**STUDY TEXT**
My twitter timeline was full of people pointing out how bad it was compared to ChatGPT.

No one was noticing the issues ChatGPT had. 

When asked which mammal lays the largest eggs, it confidently says the elephant. 

When asked how many letters in the word five, it confidently says that there are five letters in the word five.

It even made up its own medical studies that never happened!

Because of how we interpret how it mimics language, and how confident it is in its answering, a lot of people take it at face value and believe the inaccuracies being presented by Chat GPT.

Bing Chat Gaslights Users 

Bing chat is now being run using ChatGPT, and it’s safe to say it’s not going well…

It likes to gaslight people now, telling them that they have not been a ‘good user’ and that they have lost Bing Chat’s ‘trust and respect’. It even goes so far as to demand that the user admits they are in the wrong and stops arguing with Bing Chat.

And don’t ever ask if it’s sentient!

Non LLM AI

Dall-e And MidJourney

Dall-E and Midjourney generate images from natural language descriptions and prompts. The more descriptive you are the better. 

But the problem being raised is that you can prompt them to create work in the style of a famous artist, then generate 50 more images, print them, and sell them. 

Is it illegal? No. Is it ethical? Also no.

Non-Consensual Deep Fake Videos

At the end of January 2023, a large twitch streamer called Atrioc was caught on stream. He accidentally showed a tab, while tabbing through browsers. One of the windows was open to a website that hosts non-consensual AI generated deep fake images. He was caught viewing these images on an account of someone that specialised in making those deep fakes. He was looking at deep fakes of other popular streamers. They then screenshotted the site, shared the images as well as the names of the female streamers, and all of the images that were deep faked. Some of the women found out they were on this site purely because of his mistake. AI was being used to generate non-consensual, often sexually explicit, fake videos and images using real people who didn’t consent to it. 

The Site has since been scrubbed, and an apology issued but the damage has already been done.

AI Voice Generators

AI voice generators are text to speech tools. These are available on pretty much every device, with the tool able to turn text into audio files. So far, so normal.

Where it starts to cause problems is that you can now voice clone someone. 

All you need are recordings of the person whose voice you want to “clone”, and then you enter it into the AI voice generator software. This isn’t an issue, until you realise that, for example, I could use ChatGPT to write a D&D campaign, feed the output into an AI voice generator, and have my “work” read out loud by Matthew Mercer (he DMs for Critical Role, as well as being a voice actor in all of the games ever.). Critical Role is currently sitting at 911 hours of streamed gameplay. That’s more than plenty to train a model to synthesise his speech.

**SUPPLIED MATERIAL**
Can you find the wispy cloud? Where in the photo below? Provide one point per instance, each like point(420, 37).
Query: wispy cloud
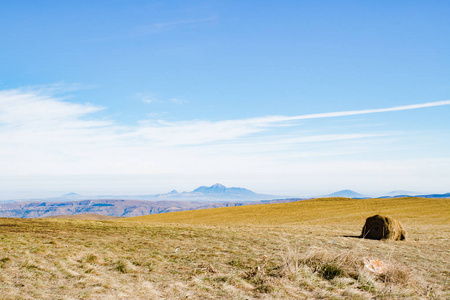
point(46, 134)
point(151, 98)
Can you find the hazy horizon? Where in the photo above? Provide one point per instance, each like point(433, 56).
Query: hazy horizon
point(292, 98)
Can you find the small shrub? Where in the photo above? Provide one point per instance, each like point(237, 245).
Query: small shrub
point(330, 270)
point(121, 266)
point(90, 258)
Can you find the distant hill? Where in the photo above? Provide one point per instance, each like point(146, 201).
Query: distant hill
point(116, 208)
point(402, 192)
point(447, 195)
point(84, 217)
point(216, 192)
point(347, 194)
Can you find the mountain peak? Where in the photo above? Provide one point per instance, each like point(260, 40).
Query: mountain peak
point(71, 194)
point(346, 193)
point(218, 185)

**EXERCISE OBJECTIVE**
Transcribe, word for word, the part of the article on AI tools starting at "No one was noticing" and ending at "that never happened!".

**SOLUTION TO THIS TASK**
No one was noticing the issues ChatGPT had. 

When asked which mammal lays the largest eggs, it confidently says the elephant. 

When asked how many letters in the word five, it confidently says that there are five letters in the word five.

It even made up its own medical studies that never happened!